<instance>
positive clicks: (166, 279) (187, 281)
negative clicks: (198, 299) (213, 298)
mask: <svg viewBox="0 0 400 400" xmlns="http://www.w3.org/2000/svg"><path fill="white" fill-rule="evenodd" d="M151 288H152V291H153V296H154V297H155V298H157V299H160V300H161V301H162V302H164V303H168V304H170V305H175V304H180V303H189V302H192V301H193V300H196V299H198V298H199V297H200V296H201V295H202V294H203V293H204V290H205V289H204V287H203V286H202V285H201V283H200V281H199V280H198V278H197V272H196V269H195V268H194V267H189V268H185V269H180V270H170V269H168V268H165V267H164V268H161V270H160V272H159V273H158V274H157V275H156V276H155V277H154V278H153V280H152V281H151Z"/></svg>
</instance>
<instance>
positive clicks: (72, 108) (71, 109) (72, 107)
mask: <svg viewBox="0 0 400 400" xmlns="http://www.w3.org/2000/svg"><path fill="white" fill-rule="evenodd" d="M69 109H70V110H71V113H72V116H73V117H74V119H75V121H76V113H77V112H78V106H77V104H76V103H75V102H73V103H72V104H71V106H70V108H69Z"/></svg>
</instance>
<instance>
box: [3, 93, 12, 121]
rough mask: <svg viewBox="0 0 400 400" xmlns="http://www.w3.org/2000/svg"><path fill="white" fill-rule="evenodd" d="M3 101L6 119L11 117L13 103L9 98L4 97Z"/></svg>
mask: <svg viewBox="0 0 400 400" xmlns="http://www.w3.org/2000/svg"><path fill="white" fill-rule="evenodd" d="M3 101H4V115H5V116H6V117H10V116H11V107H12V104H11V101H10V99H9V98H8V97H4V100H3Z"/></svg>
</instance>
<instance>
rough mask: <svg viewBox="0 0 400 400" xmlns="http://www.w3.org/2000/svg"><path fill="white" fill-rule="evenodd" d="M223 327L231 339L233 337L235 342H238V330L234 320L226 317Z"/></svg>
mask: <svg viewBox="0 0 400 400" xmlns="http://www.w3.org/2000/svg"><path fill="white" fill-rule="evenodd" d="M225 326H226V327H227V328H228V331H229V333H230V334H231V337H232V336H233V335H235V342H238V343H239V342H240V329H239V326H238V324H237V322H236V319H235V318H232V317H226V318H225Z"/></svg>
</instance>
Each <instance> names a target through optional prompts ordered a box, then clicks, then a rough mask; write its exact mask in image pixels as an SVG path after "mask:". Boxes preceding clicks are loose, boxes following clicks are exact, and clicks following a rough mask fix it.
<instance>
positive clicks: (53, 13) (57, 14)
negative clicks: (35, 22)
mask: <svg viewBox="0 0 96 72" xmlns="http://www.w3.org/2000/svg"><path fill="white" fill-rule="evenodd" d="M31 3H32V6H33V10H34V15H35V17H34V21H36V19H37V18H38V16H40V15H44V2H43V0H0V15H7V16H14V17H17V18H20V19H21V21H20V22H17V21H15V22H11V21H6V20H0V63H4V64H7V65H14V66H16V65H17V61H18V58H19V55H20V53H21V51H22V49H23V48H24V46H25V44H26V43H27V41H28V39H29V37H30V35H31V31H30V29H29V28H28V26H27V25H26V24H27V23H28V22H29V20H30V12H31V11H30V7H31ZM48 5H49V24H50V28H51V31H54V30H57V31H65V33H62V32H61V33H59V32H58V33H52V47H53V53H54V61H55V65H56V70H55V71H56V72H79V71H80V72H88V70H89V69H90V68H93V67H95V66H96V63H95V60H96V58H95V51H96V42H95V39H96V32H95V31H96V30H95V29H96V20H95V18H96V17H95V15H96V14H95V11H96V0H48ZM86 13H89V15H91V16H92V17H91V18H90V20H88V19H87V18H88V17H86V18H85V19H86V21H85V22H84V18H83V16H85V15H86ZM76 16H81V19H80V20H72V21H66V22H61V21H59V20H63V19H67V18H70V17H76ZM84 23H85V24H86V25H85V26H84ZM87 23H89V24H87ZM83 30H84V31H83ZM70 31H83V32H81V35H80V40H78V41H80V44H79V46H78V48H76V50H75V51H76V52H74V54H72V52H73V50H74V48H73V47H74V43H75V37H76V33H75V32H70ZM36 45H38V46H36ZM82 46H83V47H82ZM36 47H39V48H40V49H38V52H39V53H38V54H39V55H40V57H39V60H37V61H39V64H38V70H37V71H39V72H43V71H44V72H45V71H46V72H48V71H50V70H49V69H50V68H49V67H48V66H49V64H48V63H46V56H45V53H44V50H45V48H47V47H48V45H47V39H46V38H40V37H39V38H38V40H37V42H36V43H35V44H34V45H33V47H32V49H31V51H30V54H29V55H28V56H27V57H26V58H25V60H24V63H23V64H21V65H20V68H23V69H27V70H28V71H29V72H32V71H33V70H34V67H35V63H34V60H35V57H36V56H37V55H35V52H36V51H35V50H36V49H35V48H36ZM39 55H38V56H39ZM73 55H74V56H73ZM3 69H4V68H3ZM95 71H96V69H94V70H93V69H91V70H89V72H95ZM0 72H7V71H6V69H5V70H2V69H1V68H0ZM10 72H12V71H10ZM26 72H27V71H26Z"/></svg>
═══
=== Problem description ===
Return the whole listing, word for word.

=== Written answer ===
<instance>
positive clicks: (166, 279) (187, 281)
negative clicks: (198, 299) (213, 298)
mask: <svg viewBox="0 0 400 400" xmlns="http://www.w3.org/2000/svg"><path fill="white" fill-rule="evenodd" d="M151 288H152V291H153V296H154V297H155V298H157V299H160V300H161V301H162V302H164V303H168V304H170V305H175V304H180V303H189V302H192V301H193V300H196V299H198V298H199V297H200V296H201V295H202V294H203V293H204V290H205V289H204V287H203V286H202V285H201V283H200V281H199V280H198V278H197V272H196V269H195V268H194V267H189V268H185V269H180V270H170V269H168V268H165V267H164V268H161V270H160V272H159V273H158V274H157V275H156V276H155V277H154V278H153V280H152V281H151Z"/></svg>
</instance>
<instance>
positive clicks: (72, 108) (71, 109) (72, 107)
mask: <svg viewBox="0 0 400 400" xmlns="http://www.w3.org/2000/svg"><path fill="white" fill-rule="evenodd" d="M69 109H70V110H71V113H72V116H73V117H74V119H75V121H76V113H77V112H78V106H77V104H76V103H75V102H73V103H72V104H71V106H70V108H69Z"/></svg>
</instance>
<instance>
box: [3, 93, 12, 121]
rough mask: <svg viewBox="0 0 400 400" xmlns="http://www.w3.org/2000/svg"><path fill="white" fill-rule="evenodd" d="M3 101L6 119L11 117L13 103L9 98L4 97Z"/></svg>
mask: <svg viewBox="0 0 400 400" xmlns="http://www.w3.org/2000/svg"><path fill="white" fill-rule="evenodd" d="M3 101H4V115H5V116H6V117H10V116H11V107H12V104H11V101H10V99H9V98H8V97H4V100H3Z"/></svg>
</instance>
<instance>
rough mask: <svg viewBox="0 0 400 400" xmlns="http://www.w3.org/2000/svg"><path fill="white" fill-rule="evenodd" d="M223 327L231 339L233 337L235 342H238V330L234 320L226 317Z"/></svg>
mask: <svg viewBox="0 0 400 400" xmlns="http://www.w3.org/2000/svg"><path fill="white" fill-rule="evenodd" d="M225 326H226V327H227V328H228V331H229V333H230V334H231V337H232V336H233V335H235V342H238V343H239V342H240V329H239V326H238V324H237V322H236V319H235V318H232V317H226V318H225Z"/></svg>
</instance>
Each <instance> names a target through optional prompts ordered a box, then clicks, then a rough mask; write its exact mask in image pixels as an SVG path after "mask:". Boxes preceding clicks are loose, boxes following clicks are exact, and clicks following a rough mask fix it.
<instance>
positive clicks: (53, 13) (57, 14)
negative clicks: (35, 22)
mask: <svg viewBox="0 0 96 72" xmlns="http://www.w3.org/2000/svg"><path fill="white" fill-rule="evenodd" d="M31 3H32V6H33V10H34V15H35V17H34V21H36V19H37V18H38V16H40V15H44V2H43V0H0V15H7V16H14V17H17V18H20V19H21V21H20V22H17V21H15V22H11V21H6V20H0V63H4V64H7V65H14V66H16V65H17V61H18V58H19V55H20V53H21V51H22V49H23V48H24V46H25V44H26V43H27V41H28V39H29V37H30V35H31V31H30V29H29V28H28V26H27V25H26V24H27V23H28V22H29V20H30V12H31V11H30V7H31ZM48 5H49V24H50V28H51V31H54V30H57V31H65V33H62V32H61V33H59V32H58V33H52V47H53V53H54V61H55V65H56V70H55V71H56V72H79V71H80V72H88V70H89V69H90V68H93V67H95V66H96V63H95V60H96V58H95V51H96V42H95V39H96V32H95V31H96V30H95V29H96V20H95V18H96V17H95V15H96V14H95V11H96V0H48ZM86 13H89V15H91V16H92V17H91V18H90V20H88V19H87V18H88V17H86V18H85V19H86V21H85V22H84V18H83V16H85V15H86ZM76 16H81V19H80V20H72V21H66V22H61V21H59V20H63V19H67V18H70V17H76ZM84 23H85V24H86V25H85V26H84ZM87 23H89V24H87ZM83 30H84V31H83ZM70 31H83V32H81V35H80V40H78V41H80V44H79V46H78V48H76V50H75V51H76V52H74V54H72V52H73V50H74V48H73V47H74V43H75V37H76V33H75V32H70ZM36 45H38V46H36ZM82 46H83V47H82ZM36 47H39V48H40V49H38V52H39V53H38V54H39V55H40V57H39V60H37V61H39V64H38V70H37V71H39V72H43V71H44V72H45V71H46V72H48V71H50V70H49V69H50V68H49V67H48V66H49V64H48V63H46V56H45V53H44V50H45V48H47V47H48V45H47V39H46V38H40V37H39V38H38V40H37V42H36V43H35V44H34V45H33V47H32V49H31V51H30V54H29V55H28V56H27V57H26V58H25V60H24V63H23V64H21V65H20V68H23V69H27V70H28V71H29V72H32V71H33V70H34V67H35V63H34V60H35V57H36V56H37V55H35V52H36V51H35V50H36V49H35V48H36ZM39 55H38V56H39ZM73 55H74V56H73ZM3 69H4V68H3ZM95 71H96V69H94V70H93V69H91V70H89V72H95ZM0 72H7V71H6V69H5V70H2V69H1V68H0ZM10 72H12V71H10ZM26 72H27V71H26Z"/></svg>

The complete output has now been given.